──────── Sélection
L’Union des Mosquées de France (UMF) a exprimé ses craintes face à l’annonce faite par le bureau du CFCM de la mise en place de ce qu’il  a appelé le « Conseil Théologique du CFCM ». Cette annonce, via un communiqué de presse daté du 8 mai 2016, avait surpris les membres du Conseil d’Administration (CA) du CFCM et les présidents des CRCM qui n’ont été ni consultés ni informés de cette décision. 
Dans une déclaration au site saphirnews.com[1], le mercredi 11 mai 2016, le président du CFCM, M. Anouar Kbibech, qui juge ma réaction et celles des administrateurs dont six présidents de CRCMs « précipitée » se défend d’avoir commis une erreur : « Parler d’une surprise est totalement inapproprié alors que le conseil théologique est un vieux projet du CFCM (…) C’est un projet qu’on voulait concrétiser de longue date. (…) Dans mon discours d’orientation générale, j’avais fixé la mise en place d’un conseil théologique – qu’on appelait à l’époque commission théologique – comme une des priorités de la direction collégiale ». Dans cette même déclaration, il dit que « le projet a été évoqué publiquement à de multiples reprises, dernièrement lors de la réunion de l’instance de dialogue avec l’islam en mars dernier».
────────────────
**Problème à résoudre**
Recopiez intégralement la sélection ci-dessus, sans rien y changer.
──────── Entrées répertoriées
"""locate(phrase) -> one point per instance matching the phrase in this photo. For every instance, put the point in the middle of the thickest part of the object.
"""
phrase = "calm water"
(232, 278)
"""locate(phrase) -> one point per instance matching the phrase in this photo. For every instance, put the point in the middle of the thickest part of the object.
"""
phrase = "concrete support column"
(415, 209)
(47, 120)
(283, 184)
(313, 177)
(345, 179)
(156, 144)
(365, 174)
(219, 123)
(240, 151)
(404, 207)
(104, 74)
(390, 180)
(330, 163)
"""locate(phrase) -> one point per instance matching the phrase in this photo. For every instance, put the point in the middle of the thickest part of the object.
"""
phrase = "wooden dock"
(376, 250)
────────────────
**Réponse à l'exercice**
L’Union des Mosquées de France (UMF) a exprimé ses craintes face à l’annonce faite par le bureau du CFCM de la mise en place de ce qu’il  a appelé le « Conseil Théologique du CFCM ». Cette annonce, via un communiqué de presse daté du 8 mai 2016, avait surpris les membres du Conseil d’Administration (CA) du CFCM et les présidents des CRCM qui n’ont été ni consultés ni informés de cette décision. 
Dans une déclaration au site saphirnews.com[1], le mercredi 11 mai 2016, le président du CFCM, M. Anouar Kbibech, qui juge ma réaction et celles des administrateurs dont six présidents de CRCMs « précipitée » se défend d’avoir commis une erreur : « Parler d’une surprise est totalement inapproprié alors que le conseil théologique est un vieux projet du CFCM (…) C’est un projet qu’on voulait concrétiser de longue date. (…) Dans mon discours d’orientation générale, j’avais fixé la mise en place d’un conseil théologique – qu’on appelait à l’époque commission théologique – comme une des priorités de la direction collégiale ». Dans cette même déclaration, il dit que « le projet a été évoqué publiquement à de multiples reprises, dernièrement lors de la réunion de l’instance de dialogue avec l’islam en mars dernier».